= WHAT YOU WILL DO =
Without changing a thing, reproduce the entire listing and leave out its pictures.

= EXERCISE INPUTS =

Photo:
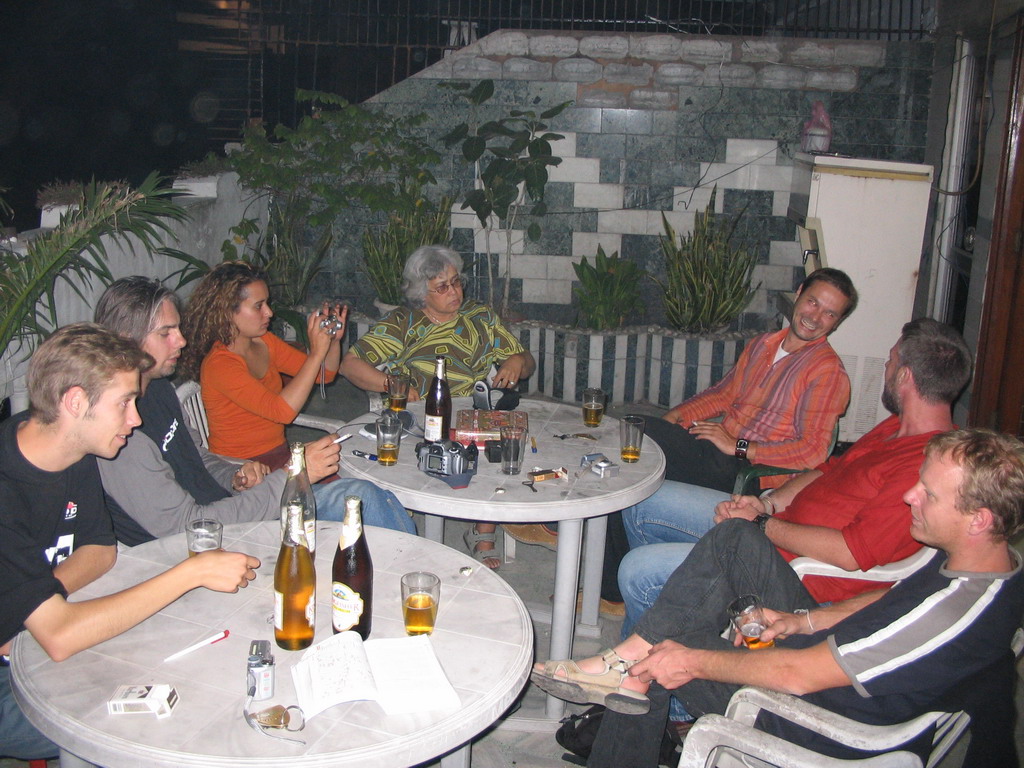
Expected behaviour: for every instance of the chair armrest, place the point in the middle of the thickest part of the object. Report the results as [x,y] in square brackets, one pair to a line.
[714,731]
[747,702]
[893,571]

= EXERCISE SOLUTION =
Photo:
Expected behaviour: for every instance of the chair armrest, place the point in the middle of the thickest part of the object. Report the results as [x,y] in square brackets, one pair to a line.
[714,731]
[747,702]
[893,571]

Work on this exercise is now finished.